EXERCISE AIM:
Begin with the line containing "The pointer SHOULD provide one marker per instance of the forest" and copy each line exactly through the last line of the entries, inclusive.

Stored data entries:
[start]
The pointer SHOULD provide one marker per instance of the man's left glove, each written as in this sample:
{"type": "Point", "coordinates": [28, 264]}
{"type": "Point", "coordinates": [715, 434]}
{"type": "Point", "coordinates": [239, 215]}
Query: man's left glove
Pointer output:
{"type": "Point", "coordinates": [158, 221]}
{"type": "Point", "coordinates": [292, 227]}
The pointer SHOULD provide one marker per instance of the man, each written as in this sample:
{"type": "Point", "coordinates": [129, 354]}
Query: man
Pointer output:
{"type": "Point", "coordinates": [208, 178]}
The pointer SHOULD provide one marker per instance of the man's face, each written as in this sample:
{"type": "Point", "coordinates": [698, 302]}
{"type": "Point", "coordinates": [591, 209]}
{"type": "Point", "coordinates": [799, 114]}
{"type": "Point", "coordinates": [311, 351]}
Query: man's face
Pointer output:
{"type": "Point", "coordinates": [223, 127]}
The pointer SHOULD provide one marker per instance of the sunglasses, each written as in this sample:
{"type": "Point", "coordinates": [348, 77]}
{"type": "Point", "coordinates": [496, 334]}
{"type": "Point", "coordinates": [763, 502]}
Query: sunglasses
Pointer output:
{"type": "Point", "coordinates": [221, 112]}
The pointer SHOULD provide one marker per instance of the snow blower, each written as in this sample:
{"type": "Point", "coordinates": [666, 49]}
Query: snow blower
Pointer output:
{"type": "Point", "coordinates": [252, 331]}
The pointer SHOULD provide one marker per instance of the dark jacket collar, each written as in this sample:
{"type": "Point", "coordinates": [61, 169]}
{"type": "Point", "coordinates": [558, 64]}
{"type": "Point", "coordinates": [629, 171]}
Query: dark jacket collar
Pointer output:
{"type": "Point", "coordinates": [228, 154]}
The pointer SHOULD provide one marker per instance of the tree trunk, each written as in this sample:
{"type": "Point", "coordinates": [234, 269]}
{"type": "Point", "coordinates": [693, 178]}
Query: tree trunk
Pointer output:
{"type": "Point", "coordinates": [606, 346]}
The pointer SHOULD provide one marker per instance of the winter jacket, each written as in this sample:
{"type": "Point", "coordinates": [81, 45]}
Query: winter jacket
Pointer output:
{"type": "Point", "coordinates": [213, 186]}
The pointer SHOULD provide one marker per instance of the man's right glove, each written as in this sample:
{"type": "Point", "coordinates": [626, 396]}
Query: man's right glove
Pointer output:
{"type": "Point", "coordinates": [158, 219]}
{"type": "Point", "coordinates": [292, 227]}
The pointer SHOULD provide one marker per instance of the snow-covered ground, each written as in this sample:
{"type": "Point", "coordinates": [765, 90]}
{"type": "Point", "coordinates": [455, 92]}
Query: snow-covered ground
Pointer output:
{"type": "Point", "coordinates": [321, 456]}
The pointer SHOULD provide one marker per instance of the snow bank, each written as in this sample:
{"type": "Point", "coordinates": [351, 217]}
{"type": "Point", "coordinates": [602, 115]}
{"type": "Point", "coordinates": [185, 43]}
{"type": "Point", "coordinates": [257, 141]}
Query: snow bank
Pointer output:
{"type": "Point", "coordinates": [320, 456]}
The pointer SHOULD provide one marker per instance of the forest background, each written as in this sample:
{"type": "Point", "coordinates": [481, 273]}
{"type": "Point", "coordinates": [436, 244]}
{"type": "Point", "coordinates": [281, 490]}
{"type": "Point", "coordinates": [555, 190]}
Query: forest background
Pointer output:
[end]
SOLUTION TO THIS TASK:
The pointer SHOULD provide one marker per instance of the forest background, each written as in this sample:
{"type": "Point", "coordinates": [481, 273]}
{"type": "Point", "coordinates": [436, 244]}
{"type": "Point", "coordinates": [281, 490]}
{"type": "Point", "coordinates": [555, 190]}
Query: forest background
Pointer output:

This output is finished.